I now own 21 columbian tetras, and the fish are acting MUCH less territorial. As a matter of fact; what was once the largest meanest one of the bunch is now hanging out with all of the little ones(all the new ones are small). Im amazed at how fast fish adapt to my tank with all of the plants, In the past new fish appeared stressed for sometimes a day or two when first put in my tank, but now they just color up and start looking for food after few minutes.

Another positive is that my Oto's seem much more active since the new neighbors moved in.

Oto's wont eat themselves to death will they? They have quite the appetite for algae.


----------



## dyckster (Nov 28, 2006)

> Oto's wont eat themselves to death will they? They have quite the appetite for algae.


lol It sure seems like they will, eh? Sometimes when I spot my ottos they have little pot bellies from eating so much algae.


----------



## Mud Pie Mama (Jul 30, 2006)

Jeff232 said:


> I now own 21 columbian tetras, and the fish are acting MUCH less territorial.


Excellent! So glad to hear you were able to find them some buddies. I think this is one of the best thing about having a good size tank: the space available to have a large size shoal so you can observe more natural group dynamics and interactions.

I'm really looking forward to when you can post some photos?!?!!


----------



## Jeff232 (Nov 4, 2006)

I just took some pictures with my cheapie walmart disposable and ill have walmart put em on cd. Then ill figure out how to post a pic.


----------

* **GIVEN INSTRUCTION**:
Answer these questions about the aquarium thread:
1. How many tetras does the first post say the writer now owns?
2. According to dyckster, what do the ottos sometimes have from eating so much algae?
3. What did Jeff232 use to take the pictures?

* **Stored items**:
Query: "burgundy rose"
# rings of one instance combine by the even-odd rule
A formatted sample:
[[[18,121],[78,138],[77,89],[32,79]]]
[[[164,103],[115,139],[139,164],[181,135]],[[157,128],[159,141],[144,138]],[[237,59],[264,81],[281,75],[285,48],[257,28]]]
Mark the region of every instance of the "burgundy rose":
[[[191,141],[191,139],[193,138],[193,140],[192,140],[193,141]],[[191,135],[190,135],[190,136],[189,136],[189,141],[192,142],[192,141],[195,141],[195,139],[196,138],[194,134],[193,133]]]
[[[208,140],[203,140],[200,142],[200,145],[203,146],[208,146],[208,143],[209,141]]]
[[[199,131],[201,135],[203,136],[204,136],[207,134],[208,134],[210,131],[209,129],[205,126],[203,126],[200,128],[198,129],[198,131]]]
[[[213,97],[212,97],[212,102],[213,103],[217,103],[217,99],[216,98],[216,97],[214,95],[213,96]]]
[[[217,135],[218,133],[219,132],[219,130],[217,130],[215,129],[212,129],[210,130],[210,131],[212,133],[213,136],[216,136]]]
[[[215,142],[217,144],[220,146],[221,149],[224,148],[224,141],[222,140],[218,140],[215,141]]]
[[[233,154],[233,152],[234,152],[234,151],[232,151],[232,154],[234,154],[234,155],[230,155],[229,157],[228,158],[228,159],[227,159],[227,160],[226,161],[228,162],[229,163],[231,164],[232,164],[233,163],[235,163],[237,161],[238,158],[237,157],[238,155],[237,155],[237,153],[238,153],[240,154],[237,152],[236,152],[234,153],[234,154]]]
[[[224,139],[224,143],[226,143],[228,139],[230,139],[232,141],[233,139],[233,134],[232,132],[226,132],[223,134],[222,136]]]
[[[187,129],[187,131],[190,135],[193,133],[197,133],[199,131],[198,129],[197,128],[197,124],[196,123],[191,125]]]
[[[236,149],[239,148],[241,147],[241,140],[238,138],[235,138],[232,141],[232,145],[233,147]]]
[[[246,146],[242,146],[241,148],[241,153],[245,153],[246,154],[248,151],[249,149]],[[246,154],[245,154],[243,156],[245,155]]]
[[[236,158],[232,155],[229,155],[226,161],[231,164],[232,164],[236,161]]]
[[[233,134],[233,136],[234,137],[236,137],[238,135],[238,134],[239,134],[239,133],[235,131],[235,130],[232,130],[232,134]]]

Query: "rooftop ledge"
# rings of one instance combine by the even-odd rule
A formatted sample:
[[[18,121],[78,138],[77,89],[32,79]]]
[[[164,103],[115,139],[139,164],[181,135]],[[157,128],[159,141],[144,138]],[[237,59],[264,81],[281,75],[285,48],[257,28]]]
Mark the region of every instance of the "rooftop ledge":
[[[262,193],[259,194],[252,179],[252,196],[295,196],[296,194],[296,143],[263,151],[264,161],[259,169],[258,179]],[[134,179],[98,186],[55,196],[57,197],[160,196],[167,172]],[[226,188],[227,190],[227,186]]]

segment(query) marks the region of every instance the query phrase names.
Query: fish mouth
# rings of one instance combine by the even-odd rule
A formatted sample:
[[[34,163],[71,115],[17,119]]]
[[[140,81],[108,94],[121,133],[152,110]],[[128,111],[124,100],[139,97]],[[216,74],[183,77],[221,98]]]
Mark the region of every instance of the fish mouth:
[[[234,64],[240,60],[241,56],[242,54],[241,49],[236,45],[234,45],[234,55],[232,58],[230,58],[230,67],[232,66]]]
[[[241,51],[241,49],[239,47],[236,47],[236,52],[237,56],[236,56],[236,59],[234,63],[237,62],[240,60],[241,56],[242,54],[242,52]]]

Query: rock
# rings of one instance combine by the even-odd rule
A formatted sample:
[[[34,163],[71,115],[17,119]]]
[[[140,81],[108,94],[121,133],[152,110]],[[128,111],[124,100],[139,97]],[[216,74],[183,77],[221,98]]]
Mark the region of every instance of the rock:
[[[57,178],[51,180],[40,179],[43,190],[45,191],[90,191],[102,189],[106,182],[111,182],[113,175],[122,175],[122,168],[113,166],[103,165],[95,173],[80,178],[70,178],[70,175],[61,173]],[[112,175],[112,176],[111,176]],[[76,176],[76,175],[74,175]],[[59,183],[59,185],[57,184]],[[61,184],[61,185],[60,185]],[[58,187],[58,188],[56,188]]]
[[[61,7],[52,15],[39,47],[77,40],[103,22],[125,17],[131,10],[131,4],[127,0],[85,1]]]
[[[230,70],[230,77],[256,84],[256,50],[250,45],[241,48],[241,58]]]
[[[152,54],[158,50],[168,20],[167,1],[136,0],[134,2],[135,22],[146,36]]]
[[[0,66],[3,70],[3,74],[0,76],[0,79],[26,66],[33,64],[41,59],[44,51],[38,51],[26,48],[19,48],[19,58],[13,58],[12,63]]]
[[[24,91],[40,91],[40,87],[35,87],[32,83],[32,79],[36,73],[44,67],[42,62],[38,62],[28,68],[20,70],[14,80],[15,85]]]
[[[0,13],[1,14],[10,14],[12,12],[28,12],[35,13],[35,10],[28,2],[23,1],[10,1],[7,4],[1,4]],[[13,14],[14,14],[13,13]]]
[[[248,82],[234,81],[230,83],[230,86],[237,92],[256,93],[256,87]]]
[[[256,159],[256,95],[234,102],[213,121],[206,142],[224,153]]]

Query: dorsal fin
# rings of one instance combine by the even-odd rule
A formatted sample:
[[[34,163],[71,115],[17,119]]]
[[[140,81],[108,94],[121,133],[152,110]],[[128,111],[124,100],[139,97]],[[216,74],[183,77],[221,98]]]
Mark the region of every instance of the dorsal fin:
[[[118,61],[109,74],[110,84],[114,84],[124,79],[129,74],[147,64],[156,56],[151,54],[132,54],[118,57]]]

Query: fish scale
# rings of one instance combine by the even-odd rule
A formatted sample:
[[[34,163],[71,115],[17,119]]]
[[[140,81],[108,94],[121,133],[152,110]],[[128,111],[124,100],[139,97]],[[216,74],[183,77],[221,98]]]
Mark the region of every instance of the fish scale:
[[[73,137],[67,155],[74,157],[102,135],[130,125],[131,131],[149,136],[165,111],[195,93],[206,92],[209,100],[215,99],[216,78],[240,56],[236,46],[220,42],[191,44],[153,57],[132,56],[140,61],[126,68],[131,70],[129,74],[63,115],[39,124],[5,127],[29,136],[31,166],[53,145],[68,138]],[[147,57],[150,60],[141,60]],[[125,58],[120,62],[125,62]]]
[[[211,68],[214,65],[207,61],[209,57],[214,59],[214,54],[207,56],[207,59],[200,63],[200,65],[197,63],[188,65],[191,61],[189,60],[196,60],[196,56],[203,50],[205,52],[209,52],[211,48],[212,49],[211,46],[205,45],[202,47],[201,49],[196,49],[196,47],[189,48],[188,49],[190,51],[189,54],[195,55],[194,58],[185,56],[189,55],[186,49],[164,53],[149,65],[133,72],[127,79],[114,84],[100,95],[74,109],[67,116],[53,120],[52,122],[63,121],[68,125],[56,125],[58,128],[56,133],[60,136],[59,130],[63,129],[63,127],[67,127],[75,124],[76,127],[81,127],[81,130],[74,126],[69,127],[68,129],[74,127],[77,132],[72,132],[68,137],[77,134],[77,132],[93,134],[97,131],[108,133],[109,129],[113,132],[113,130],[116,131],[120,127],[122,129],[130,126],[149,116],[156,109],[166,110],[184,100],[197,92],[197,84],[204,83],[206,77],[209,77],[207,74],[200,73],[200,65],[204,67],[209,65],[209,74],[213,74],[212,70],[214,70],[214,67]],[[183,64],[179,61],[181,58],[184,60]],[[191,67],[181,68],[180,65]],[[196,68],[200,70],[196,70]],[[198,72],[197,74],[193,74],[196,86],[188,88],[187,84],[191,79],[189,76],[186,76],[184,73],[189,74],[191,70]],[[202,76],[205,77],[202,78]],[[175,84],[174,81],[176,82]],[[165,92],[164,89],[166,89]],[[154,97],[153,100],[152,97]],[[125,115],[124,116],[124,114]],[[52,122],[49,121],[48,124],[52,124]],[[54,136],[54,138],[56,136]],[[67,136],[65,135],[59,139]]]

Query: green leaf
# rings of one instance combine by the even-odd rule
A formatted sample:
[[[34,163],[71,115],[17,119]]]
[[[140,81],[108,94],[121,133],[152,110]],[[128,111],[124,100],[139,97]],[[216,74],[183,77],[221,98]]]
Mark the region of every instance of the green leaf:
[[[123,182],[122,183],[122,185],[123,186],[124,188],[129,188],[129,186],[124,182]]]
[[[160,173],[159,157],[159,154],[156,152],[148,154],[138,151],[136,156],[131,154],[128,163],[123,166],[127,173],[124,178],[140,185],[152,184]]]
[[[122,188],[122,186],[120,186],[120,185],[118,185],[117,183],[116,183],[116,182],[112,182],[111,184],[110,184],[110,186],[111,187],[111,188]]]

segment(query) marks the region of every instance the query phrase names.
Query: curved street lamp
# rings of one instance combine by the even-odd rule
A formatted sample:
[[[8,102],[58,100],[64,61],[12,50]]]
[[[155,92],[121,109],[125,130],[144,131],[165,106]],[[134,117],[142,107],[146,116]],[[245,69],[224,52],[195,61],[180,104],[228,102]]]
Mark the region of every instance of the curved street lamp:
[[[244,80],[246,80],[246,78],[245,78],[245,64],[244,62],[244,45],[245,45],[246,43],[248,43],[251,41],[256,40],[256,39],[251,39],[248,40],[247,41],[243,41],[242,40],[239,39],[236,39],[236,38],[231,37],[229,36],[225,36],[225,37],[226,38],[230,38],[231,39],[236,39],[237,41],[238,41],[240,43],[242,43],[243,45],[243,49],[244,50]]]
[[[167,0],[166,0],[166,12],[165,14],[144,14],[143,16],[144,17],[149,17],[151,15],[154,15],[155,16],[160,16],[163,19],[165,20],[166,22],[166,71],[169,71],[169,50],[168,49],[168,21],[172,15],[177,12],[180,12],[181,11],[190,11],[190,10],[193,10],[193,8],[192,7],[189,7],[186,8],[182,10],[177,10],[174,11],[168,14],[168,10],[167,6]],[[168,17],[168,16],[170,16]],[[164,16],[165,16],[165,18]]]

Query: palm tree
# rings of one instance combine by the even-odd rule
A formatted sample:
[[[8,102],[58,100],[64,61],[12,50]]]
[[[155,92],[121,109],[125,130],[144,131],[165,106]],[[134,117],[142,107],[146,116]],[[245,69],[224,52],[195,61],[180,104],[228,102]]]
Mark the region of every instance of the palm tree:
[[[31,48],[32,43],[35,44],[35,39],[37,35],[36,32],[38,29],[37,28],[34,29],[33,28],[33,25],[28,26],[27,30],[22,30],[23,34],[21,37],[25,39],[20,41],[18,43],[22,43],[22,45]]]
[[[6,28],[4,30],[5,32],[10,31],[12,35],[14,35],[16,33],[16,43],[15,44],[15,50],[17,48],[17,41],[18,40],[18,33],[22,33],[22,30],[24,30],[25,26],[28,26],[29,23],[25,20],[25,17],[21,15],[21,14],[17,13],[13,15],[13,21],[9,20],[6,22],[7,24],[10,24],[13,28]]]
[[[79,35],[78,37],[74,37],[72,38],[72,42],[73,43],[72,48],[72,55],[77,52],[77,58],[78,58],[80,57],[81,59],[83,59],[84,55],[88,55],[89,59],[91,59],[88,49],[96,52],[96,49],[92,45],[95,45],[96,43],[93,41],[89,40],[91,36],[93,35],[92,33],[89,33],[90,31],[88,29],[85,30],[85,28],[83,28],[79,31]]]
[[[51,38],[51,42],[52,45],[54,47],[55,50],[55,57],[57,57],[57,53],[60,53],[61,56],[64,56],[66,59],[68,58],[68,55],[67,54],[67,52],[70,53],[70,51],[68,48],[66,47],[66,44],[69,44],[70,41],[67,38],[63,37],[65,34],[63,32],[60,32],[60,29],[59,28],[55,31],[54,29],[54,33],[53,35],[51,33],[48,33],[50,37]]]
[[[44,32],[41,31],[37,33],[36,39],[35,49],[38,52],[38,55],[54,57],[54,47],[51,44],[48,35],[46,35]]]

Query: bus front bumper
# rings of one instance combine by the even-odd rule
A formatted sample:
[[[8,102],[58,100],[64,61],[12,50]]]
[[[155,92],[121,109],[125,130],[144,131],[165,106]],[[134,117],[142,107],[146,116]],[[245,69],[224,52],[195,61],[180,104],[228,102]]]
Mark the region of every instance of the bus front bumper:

* **WRITTEN SOLUTION**:
1. 21
2. Little pot bellies
3. A cheap Walmart disposable